Document passage:

_ _ _ _ _

This is a high-priority issue for hosting providers, managed service providers, web agencies, and anyone running cPanel servers exposed to the internet.
The short version: update immediately, check for indicators of compromise, invalidate suspicious sessions, review logs, and treat affected WHM access as a potential full-server incident.
What happened
cPanel says an authentication bypass security issue was identified in cPanel software, including DNSOnly, affecting all versions after 11.40. The patched cPanel & WHM versions listed in the advisory are:
- 11.110.0.97
- 11.118.0.63
- 11.126.0.54
- 11.130.0.18
- 11.132.0.29
- 11.134.0.20
- 11.136.0.5
cPanel also lists WP Squared 136.1.7 as patched.
Because cPanel and WHM manage hosting accounts, DNS, email, databases, files, domains, SSL, and server administration workflows, an authentication bypass is not a minor web bug. It can become a server control problem.
Why this vulnerability matters
cPanel servers are attractive targets because one successful compromise can expose many sites at once. A hosting server may contain:
- customer websites
- databases
- email mailboxes
- DNS zones
- backups
- SSL material
- cron jobs
- SSH keys
- application secrets
- reseller accounts
- WHM administrator access
If an attacker reaches WHM-level access, the impact can extend across the entire hosting environment. That is why authentication bypass vulnerabilities in control panels are urgent.
Required administrator actions
cPanel's advisory directs administrators to update to a patched version using the cPanel update script. In normal cPanel environments, that means running:
/scripts/upcpAfter updating, administrators should verify the installed cPanel version and confirm the system is no longer on an affected build.
Updating is necessary, but it is not always sufficient. If exploitation may have occurred before patching, administrators need incident response, not only patch management.
IOC checks
cPanel published a detection script for session-file indicators. The advisory describes suspicious artifacts involving session files, token-related values, pre-authentication state, and suspicious two-factor authentication markers.
Administrators should run the official script from cPanel's advisory, review the output carefully, and preserve evidence before deleting anything if an incident investigation may be required.
High-priority areas to review include:
- /var/cpanel/sessions
- WHM access logs
- authentication logs
- /var/log/wtmp
- root login history
- newly created WHM users
- modified reseller privileges
- unexpected SSH keys
- suspicious cron jobs
- changed packages or binaries
- unfamiliar web shells in hosted accounts
If indicators are found, assume the server may be compromised until proven otherwise.

_ _ _ _ _

Data section:
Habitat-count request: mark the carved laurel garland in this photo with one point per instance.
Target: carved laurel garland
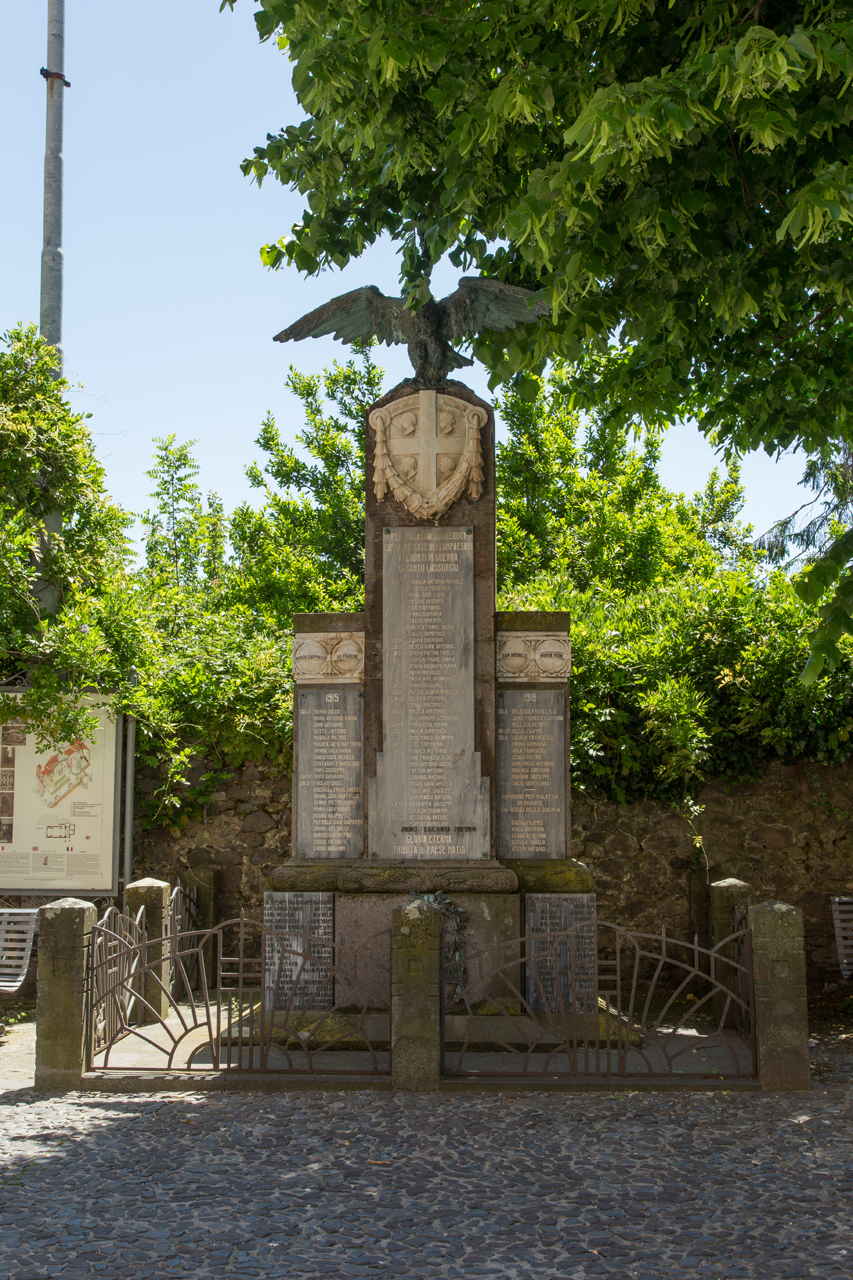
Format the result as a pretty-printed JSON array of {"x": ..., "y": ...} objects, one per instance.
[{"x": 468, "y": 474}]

_ _ _ _ _

Your goal: Reproduce word for word the part of the cPanel security write-up above, starting with "Required administrator actions" and going on through "only patch management.".

Finished exercise:
Required administrator actions
cPanel's advisory directs administrators to update to a patched version using the cPanel update script. In normal cPanel environments, that means running:
/scripts/upcpAfter updating, administrators should verify the installed cPanel version and confirm the system is no longer on an affected build.
Updating is necessary, but it is not always sufficient. If exploitation may have occurred before patching, administrators need incident response, not only patch management.